Costs associated with remediating school and hospital buildings containing reinforced autoclaved aerated concrete (RAAC) are set to rise, as more NHS buildings are found to contain the material.
If not properly installed and maintained, RAAC panels have been found to fail without warning.
Though the risks associated with RAAC have been known for some time, the issue came to national prominence at the end of August, when the Department for Education (DfE) changed its guidance on RAAC, resulting in the closure of schools, after incidences of sudden failure.
NHS England has also been surveying, monitoring and remediating its RAAC buildings for several years but during October a further 18 hospitals were added to the list, bringing the total to 42.
David Crosthwaite, chief economist at the Building Cost Information Service (BCIS), said: “It was inevitable that, as estate managers undertook reviews of the building stock, more cases of RAAC would be found.
“Looking at the list of affected NHS sites, they range from large hospitals through to small community hospitals. Within those, we don’t know whether we’re looking at small sections of roofs or replacement roofs for entire sites being necessary, so the potential range in costs will vary massively.
“We know that, for example, at the Queen Elizabeth Hospital in King’s Lynn, which was already included in the government’s new hospital building programme, the majority of buildings on the site are affected.”

Collected data

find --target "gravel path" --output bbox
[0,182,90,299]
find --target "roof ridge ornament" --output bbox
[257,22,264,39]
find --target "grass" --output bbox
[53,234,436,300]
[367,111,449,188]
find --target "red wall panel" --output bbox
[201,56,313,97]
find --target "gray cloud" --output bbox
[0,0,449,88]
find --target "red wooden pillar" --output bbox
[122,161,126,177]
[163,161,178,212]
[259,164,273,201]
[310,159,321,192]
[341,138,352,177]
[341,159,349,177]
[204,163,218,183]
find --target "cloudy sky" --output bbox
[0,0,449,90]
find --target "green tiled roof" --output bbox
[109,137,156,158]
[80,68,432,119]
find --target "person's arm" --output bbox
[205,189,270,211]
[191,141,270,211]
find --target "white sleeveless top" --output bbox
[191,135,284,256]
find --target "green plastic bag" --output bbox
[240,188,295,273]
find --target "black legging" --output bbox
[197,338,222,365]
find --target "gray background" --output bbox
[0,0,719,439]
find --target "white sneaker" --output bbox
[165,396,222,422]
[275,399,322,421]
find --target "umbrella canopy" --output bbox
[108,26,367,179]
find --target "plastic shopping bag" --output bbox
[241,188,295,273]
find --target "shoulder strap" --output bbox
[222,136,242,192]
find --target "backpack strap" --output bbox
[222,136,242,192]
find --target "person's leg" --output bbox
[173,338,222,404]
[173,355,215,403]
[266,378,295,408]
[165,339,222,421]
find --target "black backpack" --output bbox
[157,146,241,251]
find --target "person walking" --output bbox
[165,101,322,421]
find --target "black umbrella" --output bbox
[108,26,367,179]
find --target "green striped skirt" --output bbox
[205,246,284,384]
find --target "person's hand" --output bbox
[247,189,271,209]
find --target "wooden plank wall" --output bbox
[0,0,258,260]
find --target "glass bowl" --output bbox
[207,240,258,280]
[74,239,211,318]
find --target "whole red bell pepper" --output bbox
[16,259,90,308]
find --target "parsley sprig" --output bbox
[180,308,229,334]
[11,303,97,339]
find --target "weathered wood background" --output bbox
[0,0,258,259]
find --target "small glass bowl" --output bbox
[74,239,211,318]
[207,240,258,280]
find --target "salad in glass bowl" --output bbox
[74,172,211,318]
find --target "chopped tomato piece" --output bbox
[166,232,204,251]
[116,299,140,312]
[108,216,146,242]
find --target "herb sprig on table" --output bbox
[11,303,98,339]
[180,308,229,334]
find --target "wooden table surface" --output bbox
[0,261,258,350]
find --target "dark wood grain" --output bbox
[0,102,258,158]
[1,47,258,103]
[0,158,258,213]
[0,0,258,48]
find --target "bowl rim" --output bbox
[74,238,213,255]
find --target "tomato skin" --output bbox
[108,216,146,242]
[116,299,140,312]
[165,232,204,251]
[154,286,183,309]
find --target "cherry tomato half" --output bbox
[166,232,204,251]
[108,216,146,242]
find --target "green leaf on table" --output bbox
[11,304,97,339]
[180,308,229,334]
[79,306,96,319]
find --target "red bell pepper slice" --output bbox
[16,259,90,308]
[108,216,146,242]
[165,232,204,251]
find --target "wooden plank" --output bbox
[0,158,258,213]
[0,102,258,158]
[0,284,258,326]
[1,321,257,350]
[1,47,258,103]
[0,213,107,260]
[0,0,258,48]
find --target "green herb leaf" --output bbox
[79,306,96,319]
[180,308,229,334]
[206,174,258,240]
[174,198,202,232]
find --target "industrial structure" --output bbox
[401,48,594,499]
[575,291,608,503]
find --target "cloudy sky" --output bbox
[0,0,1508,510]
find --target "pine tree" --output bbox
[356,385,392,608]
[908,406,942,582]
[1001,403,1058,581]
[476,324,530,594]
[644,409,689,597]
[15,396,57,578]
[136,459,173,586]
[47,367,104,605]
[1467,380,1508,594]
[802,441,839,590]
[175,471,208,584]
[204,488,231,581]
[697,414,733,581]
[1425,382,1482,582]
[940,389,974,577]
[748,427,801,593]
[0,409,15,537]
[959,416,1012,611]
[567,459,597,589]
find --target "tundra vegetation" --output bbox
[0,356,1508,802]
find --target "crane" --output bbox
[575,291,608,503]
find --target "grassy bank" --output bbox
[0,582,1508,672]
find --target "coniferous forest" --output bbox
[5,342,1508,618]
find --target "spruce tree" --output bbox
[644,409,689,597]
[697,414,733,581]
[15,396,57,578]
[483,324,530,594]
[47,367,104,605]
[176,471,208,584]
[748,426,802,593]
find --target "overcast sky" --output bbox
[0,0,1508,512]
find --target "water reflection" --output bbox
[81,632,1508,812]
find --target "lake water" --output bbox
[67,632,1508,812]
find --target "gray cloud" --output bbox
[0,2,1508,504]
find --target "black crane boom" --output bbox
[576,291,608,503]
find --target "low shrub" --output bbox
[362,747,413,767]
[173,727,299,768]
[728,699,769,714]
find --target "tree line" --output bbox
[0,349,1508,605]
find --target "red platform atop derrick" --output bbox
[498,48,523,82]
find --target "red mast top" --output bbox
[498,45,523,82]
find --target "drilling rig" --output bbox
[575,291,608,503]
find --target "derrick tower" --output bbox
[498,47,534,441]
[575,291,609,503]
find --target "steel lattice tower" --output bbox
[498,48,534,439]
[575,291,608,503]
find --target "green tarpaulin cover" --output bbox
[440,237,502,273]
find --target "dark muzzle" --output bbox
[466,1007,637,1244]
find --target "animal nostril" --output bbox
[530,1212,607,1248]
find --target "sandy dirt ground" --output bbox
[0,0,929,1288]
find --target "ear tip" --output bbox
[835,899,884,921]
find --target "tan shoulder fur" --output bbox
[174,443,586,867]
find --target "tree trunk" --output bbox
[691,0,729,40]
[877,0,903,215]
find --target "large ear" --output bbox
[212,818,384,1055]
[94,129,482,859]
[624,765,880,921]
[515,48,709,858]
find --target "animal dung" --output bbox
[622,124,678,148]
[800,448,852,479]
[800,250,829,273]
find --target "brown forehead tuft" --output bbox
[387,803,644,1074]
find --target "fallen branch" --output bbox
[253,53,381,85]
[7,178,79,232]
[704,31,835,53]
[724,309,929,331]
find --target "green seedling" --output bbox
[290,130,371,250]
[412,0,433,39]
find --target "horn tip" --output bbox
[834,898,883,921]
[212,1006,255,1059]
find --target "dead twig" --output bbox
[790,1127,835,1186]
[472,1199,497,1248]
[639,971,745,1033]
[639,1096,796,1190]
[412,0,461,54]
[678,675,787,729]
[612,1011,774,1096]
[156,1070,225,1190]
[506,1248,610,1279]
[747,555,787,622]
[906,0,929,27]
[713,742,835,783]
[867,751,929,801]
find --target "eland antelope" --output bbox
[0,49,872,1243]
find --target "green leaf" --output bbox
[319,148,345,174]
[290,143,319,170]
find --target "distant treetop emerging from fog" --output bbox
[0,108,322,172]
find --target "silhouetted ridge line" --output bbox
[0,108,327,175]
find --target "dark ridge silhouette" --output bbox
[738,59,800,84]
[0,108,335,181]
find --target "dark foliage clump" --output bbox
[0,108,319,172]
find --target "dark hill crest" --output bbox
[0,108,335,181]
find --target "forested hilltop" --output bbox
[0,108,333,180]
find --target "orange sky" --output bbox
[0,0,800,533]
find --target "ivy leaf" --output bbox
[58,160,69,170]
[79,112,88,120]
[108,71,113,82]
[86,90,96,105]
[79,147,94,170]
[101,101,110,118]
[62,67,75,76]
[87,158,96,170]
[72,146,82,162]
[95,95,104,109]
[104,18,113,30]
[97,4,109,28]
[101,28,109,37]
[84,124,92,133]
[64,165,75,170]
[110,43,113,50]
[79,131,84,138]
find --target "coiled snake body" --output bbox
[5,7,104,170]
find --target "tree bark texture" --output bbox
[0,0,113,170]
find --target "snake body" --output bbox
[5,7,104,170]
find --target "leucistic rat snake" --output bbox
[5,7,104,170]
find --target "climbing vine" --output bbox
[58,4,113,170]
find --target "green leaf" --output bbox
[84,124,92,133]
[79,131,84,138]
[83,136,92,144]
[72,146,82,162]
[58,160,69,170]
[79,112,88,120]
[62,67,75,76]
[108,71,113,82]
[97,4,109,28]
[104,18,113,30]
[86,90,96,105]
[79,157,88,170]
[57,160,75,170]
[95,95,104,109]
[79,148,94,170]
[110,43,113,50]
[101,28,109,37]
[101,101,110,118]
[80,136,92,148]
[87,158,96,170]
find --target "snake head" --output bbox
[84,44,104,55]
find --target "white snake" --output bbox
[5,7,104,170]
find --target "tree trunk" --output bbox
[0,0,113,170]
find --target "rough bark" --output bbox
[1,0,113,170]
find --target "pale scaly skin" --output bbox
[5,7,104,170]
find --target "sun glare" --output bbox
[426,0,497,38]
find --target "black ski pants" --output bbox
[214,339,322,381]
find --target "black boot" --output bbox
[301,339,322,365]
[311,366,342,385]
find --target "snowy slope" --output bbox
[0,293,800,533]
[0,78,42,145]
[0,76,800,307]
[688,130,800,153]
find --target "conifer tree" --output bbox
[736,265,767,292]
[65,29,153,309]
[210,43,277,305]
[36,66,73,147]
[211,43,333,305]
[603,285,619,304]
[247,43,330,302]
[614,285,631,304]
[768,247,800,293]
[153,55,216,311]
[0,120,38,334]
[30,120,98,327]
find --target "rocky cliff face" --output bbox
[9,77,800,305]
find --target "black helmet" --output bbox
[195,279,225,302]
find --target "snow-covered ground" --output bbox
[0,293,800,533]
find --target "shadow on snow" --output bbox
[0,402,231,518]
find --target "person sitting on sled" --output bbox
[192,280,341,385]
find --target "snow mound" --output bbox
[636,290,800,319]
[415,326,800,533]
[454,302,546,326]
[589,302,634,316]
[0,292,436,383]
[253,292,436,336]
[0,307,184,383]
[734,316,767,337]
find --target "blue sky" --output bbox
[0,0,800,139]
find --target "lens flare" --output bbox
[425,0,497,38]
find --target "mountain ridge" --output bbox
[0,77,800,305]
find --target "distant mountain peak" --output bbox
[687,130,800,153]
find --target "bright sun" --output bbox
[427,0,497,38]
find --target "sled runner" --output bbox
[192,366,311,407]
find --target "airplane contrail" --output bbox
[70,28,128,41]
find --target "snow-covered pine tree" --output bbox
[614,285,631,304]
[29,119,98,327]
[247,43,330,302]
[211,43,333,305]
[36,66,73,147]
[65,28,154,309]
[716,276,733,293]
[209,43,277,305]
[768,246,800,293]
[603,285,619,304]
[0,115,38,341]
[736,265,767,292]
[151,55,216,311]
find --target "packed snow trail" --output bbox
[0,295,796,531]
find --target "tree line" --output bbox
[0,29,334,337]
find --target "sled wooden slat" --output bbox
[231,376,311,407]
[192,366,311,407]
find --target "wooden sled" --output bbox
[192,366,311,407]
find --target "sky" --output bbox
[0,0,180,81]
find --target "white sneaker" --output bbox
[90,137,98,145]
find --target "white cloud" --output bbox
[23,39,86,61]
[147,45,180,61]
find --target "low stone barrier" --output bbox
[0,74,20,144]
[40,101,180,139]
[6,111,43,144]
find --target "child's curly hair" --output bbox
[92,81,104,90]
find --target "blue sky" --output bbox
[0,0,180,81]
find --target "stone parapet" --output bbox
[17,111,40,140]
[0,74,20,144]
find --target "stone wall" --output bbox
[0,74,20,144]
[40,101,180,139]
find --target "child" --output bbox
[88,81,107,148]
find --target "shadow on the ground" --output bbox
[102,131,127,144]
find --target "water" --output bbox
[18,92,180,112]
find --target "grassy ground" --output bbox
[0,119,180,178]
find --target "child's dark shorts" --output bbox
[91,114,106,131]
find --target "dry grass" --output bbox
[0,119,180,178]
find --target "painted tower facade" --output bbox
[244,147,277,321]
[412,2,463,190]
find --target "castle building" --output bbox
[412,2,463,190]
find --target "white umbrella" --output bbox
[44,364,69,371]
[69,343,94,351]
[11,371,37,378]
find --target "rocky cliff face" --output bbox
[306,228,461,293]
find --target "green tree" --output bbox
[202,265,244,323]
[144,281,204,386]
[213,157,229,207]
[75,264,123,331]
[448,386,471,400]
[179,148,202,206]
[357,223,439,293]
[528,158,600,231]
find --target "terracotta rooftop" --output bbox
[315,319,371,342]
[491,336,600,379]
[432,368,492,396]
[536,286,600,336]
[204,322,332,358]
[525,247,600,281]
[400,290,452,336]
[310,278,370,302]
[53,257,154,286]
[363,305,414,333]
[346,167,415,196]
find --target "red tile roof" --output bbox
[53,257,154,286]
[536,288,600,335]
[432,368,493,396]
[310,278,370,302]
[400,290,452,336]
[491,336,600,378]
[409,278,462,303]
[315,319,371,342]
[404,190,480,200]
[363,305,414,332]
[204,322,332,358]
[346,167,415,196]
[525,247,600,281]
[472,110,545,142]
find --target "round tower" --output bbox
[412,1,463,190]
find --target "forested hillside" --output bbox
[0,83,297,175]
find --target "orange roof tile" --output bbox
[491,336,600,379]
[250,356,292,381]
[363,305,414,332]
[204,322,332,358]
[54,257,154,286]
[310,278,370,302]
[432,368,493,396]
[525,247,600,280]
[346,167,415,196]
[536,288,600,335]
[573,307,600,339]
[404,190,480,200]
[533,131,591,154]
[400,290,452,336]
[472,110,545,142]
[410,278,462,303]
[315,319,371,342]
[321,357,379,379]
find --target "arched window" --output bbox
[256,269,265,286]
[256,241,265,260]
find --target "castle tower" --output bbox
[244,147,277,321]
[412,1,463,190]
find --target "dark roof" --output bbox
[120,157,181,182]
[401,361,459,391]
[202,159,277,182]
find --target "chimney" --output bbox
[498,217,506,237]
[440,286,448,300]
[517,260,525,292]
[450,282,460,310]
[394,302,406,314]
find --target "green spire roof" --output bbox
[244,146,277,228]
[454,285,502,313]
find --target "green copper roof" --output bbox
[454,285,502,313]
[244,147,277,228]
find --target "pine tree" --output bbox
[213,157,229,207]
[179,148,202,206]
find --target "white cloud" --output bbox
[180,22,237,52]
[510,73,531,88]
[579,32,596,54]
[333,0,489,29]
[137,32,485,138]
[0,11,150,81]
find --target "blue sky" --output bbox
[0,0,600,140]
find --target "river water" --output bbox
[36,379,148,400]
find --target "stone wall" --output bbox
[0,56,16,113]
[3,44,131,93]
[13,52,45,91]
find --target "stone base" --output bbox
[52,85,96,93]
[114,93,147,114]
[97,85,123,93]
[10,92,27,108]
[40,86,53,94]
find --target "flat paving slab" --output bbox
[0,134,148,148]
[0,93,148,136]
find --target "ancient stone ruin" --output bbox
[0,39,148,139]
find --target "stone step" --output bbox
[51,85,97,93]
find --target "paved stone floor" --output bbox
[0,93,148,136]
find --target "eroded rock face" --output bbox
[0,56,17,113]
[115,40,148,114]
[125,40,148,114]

_LIST OF TASKS_:
1. In the article on RAAC in school and hospital buildings, how many hospitals were on NHS England's list after the October additions?
2. Carry on the article about RAAC remediation costs from its last sentence.

_ACTIVITY ANSWERS_:
1. 42 hospitals.

2.
Cost of replacement
BCIS estimates the cost of removing a RAAC-affected roof from a 10,000 sq m four-storey hospital and replacing it with a new metal roof is in the region of between £1.75m and £2m. Refurbishment of the rooms below are estimated at around £700-£800 per sq m.
Crosthwaite added: “Where remedial work is possible, rather than starting again with a new building, the challenges, and inevitably costs, increase when the setting is more difficult to access, when there’s specialist equipment on site and, of course, when it’s not as easy to move the occupants out as it is perhaps temporarily to pause face-to-face education.
“Clearly, ongoing maintenance budgets in the public sector are going to be under pressure for some time, but the whole RAAC situation has proved exactly why investment in ongoing maintenance work – to keep buildings operational and their users safe – is so crucial.”
Meanwhile, scores of more buildings across the country, including university buildings, courts, theatres and police stations, are being found to contain RAAC.
In October the DfE added another 43 new schools with RAAC, bringing the total number of schools where RAAC is present to 214.